## Begin Extracted text
SWELLABLE CHOKE PACKER

There is provided a swellable choke having a tubular component and at least one swelling element. Each swelling element has a swelling material carried by the tubular component, the swelling material swelling in reaction to contact with a triggering substance, such as a fluid. Each swelling element also has a ring carried by the tubular component, the ring having an outer surface that moves from a first diameter to an expanded diameter as the swelling material increases in size.

Skip to: Description  ·  Claims  · Patent History  ·  Patent History
Description
RELATED APPLICATIONS

This application claims the benefit of U.S. Provisional Patent Application No. 62/157,229 filed May 5, 2015, which is hereby incorporated by reference in its entirety.

TECHNICAL FIELD

This relates to packers, such as may be used in SAGD or other downhole operations to control flow.

BACKGROUND

In SAGD (steam assisted gravity drainage) operations, steam is injected into a well in order to heat and mobilize heavy oil in an oil-bearing formation. Steam is injected through an injection tubing string, and returns through an annulus that is formed between the casing and the injection string. An isolation packer is generally installed between the injection tubing string and the casing in order to control the circulation of the steam. Packers may also be used in other downhole operations and in other types of wells, such as cyclic wells, which generally have one leg that is used for both stimulation and production. Alternatively, steam flow control devices and production inflow control devices may be used to control fluid flow.
## End Extracted text
Task a => In the swellable choke packer text, what causes the swelling material to swell?
## Begin Data rows
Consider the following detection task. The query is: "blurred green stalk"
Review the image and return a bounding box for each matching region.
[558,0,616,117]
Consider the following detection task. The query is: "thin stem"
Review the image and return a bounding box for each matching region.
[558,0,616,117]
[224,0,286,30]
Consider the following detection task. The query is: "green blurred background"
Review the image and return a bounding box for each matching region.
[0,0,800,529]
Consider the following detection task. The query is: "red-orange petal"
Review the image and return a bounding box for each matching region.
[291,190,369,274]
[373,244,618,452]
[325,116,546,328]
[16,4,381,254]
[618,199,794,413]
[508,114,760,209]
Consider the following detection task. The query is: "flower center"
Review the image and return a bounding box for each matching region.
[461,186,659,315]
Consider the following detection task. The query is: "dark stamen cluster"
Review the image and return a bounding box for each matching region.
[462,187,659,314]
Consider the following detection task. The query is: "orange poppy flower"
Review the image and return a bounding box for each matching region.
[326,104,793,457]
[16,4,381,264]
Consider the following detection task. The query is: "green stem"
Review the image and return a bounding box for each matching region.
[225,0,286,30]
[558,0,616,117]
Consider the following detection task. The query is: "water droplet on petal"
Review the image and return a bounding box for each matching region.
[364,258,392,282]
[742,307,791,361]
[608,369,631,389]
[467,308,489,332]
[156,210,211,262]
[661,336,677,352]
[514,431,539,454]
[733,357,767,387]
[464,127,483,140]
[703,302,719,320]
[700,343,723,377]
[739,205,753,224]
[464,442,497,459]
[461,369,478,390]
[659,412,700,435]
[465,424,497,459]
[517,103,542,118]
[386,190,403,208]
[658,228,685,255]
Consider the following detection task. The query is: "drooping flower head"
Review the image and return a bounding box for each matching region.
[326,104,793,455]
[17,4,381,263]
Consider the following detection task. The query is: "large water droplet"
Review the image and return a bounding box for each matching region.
## End Data rows
Task b => Output the records as a JSON list of strings, one string per line and with blank lines omitted. Begin at the first line of the records and stop after the line containing "[462,187,659,314]".

Correct answer a => Contact with a triggering substance, such as a fluid.

Correct answer b =>
[
  "Consider the following detection task. The query is: \"blurred green stalk\"",
  "Review the image and return a bounding box for each matching region.",
  "[558,0,616,117]",
  "Consider the following detection task. The query is: \"thin stem\"",
  "Review the image and return a bounding box for each matching region.",
  "[558,0,616,117]",
  "[224,0,286,30]",
  "Consider the following detection task. The query is: \"green blurred background\"",
  "Review the image and return a bounding box for each matching region.",
  "[0,0,800,529]",
  "Consider the following detection task. The query is: \"red-orange petal\"",
  "Review the image and return a bounding box for each matching region.",
  "[291,190,369,274]",
  "[373,244,618,452]",
  "[325,116,546,328]",
  "[16,4,381,254]",
  "[618,199,794,413]",
  "[508,114,760,209]",
  "Consider the following detection task. The query is: \"flower center\"",
  "Review the image and return a bounding box for each matching region.",
  "[461,186,659,315]",
  "Consider the following detection task. The query is: \"dark stamen cluster\"",
  "Review the image and return a bounding box for each matching region.",
  "[462,187,659,314]"
]